PROBLEM STATEMENT:
Identify each line in the listing below that contains the word "peaked", and copy those lines out in full.

AVAILABLE DATA:
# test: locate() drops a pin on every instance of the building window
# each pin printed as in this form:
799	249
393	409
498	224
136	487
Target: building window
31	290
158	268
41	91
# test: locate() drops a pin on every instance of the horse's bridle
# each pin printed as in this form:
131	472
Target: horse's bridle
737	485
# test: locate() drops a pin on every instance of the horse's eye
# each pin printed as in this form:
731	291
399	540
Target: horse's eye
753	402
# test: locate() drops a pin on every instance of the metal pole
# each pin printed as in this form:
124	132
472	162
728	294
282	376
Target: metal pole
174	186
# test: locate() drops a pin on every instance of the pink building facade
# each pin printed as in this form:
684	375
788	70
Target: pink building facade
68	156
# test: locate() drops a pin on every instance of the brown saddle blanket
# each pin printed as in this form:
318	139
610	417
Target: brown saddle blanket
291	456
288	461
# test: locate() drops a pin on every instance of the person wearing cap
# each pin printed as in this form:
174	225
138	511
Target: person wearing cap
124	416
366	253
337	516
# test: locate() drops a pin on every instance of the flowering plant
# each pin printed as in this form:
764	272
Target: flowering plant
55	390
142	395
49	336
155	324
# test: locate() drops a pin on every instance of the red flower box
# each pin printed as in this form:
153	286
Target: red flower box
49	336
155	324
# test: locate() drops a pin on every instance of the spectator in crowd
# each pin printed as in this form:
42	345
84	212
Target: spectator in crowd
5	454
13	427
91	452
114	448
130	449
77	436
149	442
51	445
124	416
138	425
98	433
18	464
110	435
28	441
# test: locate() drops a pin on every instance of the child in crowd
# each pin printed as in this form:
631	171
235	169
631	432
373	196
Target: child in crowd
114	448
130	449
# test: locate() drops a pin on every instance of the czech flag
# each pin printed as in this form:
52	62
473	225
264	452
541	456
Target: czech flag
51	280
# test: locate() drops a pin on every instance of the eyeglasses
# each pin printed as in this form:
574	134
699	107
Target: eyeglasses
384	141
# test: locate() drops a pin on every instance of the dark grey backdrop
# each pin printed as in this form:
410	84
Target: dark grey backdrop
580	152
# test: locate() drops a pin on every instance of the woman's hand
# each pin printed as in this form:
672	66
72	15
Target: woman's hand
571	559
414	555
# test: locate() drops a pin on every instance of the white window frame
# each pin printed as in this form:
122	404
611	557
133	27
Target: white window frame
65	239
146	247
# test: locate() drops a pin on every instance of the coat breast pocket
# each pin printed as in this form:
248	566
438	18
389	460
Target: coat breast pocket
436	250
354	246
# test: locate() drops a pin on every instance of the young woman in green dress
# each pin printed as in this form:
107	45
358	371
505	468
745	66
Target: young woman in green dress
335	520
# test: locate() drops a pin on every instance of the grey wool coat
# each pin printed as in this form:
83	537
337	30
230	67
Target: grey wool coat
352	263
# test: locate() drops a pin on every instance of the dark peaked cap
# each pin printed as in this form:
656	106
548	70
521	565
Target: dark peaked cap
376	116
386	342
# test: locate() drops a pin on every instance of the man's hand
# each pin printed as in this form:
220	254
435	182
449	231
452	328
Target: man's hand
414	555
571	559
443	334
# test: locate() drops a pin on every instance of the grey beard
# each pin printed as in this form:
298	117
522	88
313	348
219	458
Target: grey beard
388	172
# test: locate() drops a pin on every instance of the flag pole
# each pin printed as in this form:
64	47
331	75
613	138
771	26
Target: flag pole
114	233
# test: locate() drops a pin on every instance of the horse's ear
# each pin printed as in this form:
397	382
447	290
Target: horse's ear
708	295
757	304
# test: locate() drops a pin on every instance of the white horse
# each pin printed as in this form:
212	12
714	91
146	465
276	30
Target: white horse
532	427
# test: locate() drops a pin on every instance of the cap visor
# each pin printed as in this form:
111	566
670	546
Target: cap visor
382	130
* * *
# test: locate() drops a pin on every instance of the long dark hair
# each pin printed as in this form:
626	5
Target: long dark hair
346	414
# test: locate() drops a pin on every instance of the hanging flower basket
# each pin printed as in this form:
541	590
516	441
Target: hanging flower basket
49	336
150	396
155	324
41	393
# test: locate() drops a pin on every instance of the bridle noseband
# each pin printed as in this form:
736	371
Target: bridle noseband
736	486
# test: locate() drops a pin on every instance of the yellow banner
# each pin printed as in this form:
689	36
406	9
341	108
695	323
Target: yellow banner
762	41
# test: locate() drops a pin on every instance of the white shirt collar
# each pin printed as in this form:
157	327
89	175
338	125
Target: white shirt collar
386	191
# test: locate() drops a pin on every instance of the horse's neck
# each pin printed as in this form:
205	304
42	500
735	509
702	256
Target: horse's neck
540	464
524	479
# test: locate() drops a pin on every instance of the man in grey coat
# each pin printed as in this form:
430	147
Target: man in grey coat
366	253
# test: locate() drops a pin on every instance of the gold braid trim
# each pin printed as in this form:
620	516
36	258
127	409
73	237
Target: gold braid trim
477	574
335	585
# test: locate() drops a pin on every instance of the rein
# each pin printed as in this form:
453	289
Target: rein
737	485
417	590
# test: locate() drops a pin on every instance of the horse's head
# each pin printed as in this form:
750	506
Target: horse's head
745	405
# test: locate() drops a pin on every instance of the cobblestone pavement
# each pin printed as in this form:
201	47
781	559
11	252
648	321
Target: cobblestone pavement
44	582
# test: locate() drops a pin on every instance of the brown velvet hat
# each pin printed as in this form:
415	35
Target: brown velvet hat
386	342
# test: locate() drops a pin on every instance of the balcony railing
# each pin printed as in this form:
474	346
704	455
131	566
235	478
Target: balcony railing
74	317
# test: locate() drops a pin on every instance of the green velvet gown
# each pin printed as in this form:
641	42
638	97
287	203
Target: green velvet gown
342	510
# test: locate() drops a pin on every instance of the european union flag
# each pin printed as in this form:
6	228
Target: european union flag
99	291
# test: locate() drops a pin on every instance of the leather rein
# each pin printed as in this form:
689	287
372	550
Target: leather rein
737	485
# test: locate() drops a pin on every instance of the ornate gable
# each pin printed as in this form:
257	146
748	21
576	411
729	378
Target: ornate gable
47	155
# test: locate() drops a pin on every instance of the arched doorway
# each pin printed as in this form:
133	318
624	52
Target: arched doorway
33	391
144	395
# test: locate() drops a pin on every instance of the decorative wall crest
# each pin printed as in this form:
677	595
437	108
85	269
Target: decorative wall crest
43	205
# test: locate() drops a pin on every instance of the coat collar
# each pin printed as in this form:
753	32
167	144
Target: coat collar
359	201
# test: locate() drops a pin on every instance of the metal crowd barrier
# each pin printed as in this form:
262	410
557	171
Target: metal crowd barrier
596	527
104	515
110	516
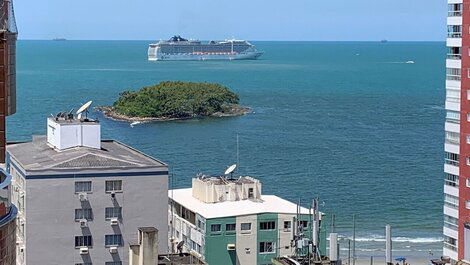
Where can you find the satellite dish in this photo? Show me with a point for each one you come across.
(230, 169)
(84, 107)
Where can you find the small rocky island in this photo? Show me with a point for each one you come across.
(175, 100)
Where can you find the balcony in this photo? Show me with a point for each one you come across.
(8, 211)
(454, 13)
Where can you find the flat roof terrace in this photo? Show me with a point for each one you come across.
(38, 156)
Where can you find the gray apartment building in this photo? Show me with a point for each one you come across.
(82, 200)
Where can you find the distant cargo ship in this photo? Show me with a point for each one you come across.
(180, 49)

COMPLETE RESPONSE:
# test: locate() drops a pin on every instance of the dark peaked cap
Target: dark peaked cap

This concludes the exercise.